[[ Excerpted data, beginning ]]

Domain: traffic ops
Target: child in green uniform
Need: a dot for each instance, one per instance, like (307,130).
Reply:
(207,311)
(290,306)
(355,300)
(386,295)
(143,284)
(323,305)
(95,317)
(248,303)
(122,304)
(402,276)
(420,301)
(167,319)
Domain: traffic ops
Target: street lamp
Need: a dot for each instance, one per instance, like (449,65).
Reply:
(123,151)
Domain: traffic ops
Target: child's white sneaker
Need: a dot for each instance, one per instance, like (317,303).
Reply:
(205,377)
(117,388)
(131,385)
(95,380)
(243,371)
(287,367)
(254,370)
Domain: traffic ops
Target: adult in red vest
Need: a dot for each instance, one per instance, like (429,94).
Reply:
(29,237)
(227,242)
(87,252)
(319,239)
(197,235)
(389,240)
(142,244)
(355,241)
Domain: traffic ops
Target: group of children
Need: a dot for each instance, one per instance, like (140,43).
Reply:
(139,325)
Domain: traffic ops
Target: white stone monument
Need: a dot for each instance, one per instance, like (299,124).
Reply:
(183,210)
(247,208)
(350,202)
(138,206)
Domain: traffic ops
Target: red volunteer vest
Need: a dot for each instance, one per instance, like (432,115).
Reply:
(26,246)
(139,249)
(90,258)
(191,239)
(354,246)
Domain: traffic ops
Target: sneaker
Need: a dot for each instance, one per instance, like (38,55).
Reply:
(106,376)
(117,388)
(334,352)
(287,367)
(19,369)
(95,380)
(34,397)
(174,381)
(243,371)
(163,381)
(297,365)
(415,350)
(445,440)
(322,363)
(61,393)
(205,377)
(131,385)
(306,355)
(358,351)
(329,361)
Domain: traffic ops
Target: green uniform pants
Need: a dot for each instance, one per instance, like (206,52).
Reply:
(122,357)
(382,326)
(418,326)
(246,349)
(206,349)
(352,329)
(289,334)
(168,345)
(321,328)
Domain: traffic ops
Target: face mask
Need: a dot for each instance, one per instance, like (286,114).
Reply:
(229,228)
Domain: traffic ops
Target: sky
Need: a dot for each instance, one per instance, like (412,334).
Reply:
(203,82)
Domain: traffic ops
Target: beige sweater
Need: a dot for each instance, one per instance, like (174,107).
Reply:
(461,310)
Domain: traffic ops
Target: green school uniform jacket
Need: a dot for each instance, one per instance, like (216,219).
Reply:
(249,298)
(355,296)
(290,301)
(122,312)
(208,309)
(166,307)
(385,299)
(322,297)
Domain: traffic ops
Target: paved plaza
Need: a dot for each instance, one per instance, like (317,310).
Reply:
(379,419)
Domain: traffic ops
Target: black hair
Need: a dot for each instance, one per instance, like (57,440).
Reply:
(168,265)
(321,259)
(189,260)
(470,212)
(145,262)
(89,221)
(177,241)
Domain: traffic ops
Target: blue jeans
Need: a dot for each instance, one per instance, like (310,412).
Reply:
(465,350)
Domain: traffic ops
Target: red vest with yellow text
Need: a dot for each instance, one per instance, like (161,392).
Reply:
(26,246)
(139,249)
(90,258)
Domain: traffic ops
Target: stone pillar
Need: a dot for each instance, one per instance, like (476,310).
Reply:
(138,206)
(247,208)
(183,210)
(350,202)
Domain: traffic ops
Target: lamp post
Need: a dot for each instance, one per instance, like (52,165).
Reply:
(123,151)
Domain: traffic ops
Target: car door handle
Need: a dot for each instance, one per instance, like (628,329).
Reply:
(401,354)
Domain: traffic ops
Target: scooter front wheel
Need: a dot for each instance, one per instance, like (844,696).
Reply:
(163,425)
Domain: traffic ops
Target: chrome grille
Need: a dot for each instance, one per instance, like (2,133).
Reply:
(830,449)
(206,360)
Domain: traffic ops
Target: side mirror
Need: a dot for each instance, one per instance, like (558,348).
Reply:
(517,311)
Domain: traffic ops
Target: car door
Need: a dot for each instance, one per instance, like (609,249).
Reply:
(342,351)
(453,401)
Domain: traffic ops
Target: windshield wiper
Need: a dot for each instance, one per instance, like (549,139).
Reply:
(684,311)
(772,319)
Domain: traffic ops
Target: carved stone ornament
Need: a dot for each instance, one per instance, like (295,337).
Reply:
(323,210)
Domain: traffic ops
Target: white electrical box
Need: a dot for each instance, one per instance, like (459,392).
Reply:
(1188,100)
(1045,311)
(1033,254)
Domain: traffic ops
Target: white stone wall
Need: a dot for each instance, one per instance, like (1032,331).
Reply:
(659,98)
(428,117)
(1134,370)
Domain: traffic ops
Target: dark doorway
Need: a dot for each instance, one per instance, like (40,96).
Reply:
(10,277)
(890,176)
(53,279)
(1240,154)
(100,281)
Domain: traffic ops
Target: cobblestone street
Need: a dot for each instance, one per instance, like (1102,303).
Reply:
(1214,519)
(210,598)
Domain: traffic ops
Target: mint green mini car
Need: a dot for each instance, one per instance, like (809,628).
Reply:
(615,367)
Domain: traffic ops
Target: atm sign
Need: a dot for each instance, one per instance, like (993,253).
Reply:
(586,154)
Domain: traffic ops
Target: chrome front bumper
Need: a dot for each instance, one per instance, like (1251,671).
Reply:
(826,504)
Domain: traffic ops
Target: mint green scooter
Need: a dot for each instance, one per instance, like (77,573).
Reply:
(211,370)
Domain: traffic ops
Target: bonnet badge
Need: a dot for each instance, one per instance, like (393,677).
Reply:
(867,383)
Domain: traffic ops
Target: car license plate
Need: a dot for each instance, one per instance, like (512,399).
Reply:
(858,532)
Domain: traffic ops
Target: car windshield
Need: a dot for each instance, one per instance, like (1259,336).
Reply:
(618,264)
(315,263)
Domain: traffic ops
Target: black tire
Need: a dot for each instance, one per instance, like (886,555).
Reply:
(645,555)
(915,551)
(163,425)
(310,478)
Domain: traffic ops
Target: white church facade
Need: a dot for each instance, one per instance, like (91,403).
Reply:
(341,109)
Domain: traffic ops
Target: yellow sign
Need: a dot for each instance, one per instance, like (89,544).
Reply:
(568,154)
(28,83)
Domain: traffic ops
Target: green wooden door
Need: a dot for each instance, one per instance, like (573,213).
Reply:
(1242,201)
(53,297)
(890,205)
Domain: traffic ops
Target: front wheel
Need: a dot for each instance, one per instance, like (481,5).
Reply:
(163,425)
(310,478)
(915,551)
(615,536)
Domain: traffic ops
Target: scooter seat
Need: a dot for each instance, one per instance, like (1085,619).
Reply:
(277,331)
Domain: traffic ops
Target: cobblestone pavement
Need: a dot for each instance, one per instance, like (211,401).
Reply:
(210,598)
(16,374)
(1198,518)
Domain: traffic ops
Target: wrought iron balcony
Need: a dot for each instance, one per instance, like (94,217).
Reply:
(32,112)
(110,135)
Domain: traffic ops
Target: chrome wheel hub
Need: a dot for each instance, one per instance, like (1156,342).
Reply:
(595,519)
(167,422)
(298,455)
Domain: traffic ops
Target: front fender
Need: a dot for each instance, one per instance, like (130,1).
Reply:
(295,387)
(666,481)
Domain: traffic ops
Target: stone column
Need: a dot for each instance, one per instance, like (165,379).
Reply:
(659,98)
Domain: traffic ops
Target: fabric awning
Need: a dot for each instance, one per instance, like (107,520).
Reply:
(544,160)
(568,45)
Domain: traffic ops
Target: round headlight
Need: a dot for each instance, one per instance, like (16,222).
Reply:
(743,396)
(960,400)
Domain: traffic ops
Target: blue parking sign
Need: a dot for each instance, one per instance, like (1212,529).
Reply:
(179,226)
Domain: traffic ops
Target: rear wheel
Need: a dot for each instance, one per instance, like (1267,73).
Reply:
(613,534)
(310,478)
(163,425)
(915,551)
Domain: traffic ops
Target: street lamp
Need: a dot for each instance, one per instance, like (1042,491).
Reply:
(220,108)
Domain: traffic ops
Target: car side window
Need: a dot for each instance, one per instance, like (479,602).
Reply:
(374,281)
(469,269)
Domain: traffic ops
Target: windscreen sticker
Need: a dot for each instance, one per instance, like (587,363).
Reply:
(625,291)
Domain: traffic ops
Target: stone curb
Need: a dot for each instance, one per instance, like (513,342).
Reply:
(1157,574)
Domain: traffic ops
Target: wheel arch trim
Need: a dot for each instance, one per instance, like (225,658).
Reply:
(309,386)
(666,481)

[[ Excerpted data, end ]]

Scan the data above for the word "wheel", then copy every line that holds it.

Target: scooter front wheel
Target: front wheel
Target: chrome wheel hub
Target: rear wheel
Target: wheel arch trim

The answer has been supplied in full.